TEKS KUTIPAN:
....

Jakarta, Bidik-nusantaranews.com Apakah kita siap menghadapi perubahan zaman? Pertanyaan ini mengawali diskusi yang dipimpin oleh Junico Bisuk Partahi Siahaan, atau yang lebih dikenal dengan Nico Siahaan, dalam acara yang diselenggarakan oleh PEWARNA Indonesia bekerja sama dengan PGI di Media Center PGI, Jalan Salemba Raya, Jakarta.
Era digitalisasi telah merambah hampir setiap aspek kehidupan kita dalam beberapa dekade terakhir. Teknologi informasi dan komunikasi berkembang pesat, mengubah cara kita bekerja, berinteraksi, bahkan berpikir. Digitalisasi membuka peluang baru yang tak terbayangkan sebelumnya, namun juga menimbulkan tantangan signifikan. Bagaimana masyarakat beradaptasi dengan teknologi yang terus berkembang? Apakah kita siap menghadapi perubahan yang dibawa oleh era digitalisasi?

....

KUMPULAN DATA:
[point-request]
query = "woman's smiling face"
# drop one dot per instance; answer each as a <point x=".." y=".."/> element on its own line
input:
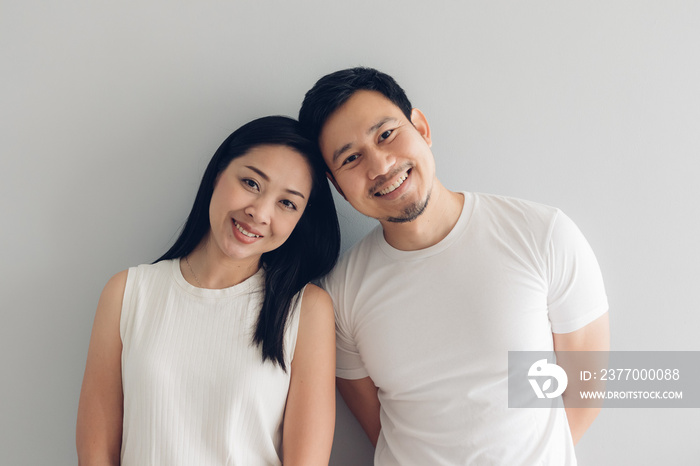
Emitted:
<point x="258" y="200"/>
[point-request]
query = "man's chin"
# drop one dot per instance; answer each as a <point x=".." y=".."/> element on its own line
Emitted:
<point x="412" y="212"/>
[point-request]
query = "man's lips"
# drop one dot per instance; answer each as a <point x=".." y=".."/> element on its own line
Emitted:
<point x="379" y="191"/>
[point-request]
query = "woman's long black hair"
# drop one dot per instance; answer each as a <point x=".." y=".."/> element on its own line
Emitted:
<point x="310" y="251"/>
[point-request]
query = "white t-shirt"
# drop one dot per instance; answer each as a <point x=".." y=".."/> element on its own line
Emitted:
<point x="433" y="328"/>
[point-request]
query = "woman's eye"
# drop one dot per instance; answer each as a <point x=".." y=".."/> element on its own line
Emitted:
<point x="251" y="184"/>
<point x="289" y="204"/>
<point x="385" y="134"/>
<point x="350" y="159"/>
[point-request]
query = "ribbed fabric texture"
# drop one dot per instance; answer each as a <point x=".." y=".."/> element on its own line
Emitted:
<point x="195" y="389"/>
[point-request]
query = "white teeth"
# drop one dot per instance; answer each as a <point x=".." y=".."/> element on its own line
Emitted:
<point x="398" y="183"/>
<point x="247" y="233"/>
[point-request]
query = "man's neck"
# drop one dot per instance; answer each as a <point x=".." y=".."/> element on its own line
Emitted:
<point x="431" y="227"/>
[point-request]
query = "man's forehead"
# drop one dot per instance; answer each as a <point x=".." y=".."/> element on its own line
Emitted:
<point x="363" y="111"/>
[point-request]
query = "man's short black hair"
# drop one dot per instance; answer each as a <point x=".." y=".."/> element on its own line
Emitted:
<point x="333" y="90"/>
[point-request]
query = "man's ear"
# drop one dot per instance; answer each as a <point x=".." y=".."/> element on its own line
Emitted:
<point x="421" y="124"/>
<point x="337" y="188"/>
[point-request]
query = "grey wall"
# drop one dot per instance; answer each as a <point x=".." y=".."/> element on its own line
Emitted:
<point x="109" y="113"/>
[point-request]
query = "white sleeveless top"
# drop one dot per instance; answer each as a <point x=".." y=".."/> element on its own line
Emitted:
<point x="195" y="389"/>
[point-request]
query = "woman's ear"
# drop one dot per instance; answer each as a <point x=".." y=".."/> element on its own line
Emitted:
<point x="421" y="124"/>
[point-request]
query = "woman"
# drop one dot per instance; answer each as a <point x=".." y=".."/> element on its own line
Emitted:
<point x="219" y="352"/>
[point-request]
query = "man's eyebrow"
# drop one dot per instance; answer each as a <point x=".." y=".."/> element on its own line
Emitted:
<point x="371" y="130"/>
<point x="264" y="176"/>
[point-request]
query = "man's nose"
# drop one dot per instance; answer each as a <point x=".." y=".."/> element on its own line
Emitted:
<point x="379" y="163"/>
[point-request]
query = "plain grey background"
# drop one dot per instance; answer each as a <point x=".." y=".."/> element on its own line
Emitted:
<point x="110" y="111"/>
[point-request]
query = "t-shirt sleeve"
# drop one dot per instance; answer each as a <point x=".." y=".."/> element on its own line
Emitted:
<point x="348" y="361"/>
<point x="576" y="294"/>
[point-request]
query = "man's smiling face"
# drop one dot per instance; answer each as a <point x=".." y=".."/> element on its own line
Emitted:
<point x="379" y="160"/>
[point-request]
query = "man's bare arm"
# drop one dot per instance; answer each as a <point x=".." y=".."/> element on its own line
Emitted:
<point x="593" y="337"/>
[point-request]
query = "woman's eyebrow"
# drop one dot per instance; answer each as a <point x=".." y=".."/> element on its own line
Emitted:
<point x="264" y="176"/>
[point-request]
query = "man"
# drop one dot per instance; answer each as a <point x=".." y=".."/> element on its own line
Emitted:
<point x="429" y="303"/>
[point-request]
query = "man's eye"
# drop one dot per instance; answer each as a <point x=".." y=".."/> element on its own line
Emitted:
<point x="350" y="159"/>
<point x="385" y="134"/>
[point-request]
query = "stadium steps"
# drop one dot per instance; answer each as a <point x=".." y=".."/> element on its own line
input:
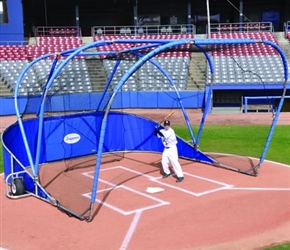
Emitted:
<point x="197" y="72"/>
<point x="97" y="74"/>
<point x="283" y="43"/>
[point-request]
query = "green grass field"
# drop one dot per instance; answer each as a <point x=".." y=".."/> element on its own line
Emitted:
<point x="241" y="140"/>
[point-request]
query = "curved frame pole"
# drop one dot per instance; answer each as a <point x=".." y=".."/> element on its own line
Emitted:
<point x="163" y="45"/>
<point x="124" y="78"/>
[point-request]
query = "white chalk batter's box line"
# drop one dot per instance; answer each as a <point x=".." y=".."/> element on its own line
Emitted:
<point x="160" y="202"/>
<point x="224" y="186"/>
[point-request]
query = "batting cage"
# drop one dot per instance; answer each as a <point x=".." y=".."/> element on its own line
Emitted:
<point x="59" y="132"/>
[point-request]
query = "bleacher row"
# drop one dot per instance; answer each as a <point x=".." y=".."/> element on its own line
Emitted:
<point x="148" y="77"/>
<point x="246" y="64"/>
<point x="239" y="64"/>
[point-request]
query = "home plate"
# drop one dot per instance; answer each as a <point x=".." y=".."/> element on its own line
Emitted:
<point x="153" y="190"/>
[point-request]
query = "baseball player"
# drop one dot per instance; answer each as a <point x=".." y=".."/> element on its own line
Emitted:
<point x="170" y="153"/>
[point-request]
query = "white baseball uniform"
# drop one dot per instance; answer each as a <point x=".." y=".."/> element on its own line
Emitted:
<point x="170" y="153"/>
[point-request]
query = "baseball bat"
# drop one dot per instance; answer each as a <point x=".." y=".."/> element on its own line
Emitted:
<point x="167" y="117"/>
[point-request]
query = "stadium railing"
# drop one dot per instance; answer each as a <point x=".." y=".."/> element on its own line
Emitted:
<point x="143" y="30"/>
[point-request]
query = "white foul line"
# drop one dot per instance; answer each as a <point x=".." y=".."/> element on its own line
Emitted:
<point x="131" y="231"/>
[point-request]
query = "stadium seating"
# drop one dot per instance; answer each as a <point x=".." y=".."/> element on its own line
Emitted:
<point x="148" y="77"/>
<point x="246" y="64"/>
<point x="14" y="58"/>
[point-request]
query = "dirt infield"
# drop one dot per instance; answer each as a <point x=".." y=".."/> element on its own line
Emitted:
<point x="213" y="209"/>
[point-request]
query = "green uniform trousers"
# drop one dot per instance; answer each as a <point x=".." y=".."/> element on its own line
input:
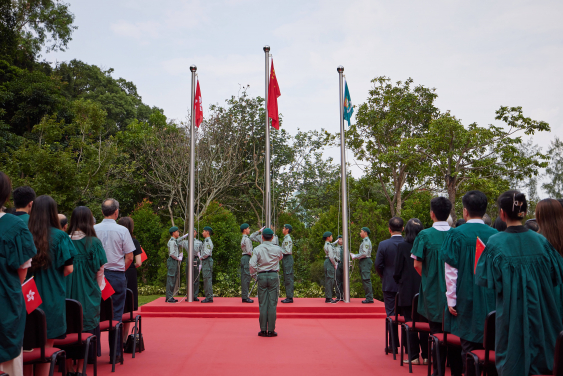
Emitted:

....

TUGAS DAN LATIHAN:
1 – Jawab pertanyaan berikut berdasarkan teks tentang era digitalisasi.
(a) Siapa yang memimpin diskusi?
(b) Di mana acara itu diselenggarakan?
(c) Menurut teks, apa saja yang diubah oleh perkembangan teknologi informasi dan komunikasi?
2 – Tulis ulang bagian teks tentang era digitalisasi, dimulai dari kata-kata yang memuat "Era digitalisasi telah" dan berhenti setelah "oleh era digitalisasi?".

JAWABAN TIAP TUGAS:
1 –
(a) Junico Bisuk Partahi Siahaan, yang lebih dikenal dengan Nico Siahaan.
(b) Di Media Center PGI, Jalan Salemba Raya, Jakarta.
(c) Cara kita bekerja, berinteraksi, bahkan berpikir.

2 –
Era digitalisasi telah merambah hampir setiap aspek kehidupan kita dalam beberapa dekade terakhir. Teknologi informasi dan komunikasi berkembang pesat, mengubah cara kita bekerja, berinteraksi, bahkan berpikir. Digitalisasi membuka peluang baru yang tak terbayangkan sebelumnya, namun juga menimbulkan tantangan signifikan. Bagaimana masyarakat beradaptasi dengan teknologi yang terus berkembang? Apakah kita siap menghadapi perubahan yang dibawa oleh era digitalisasi?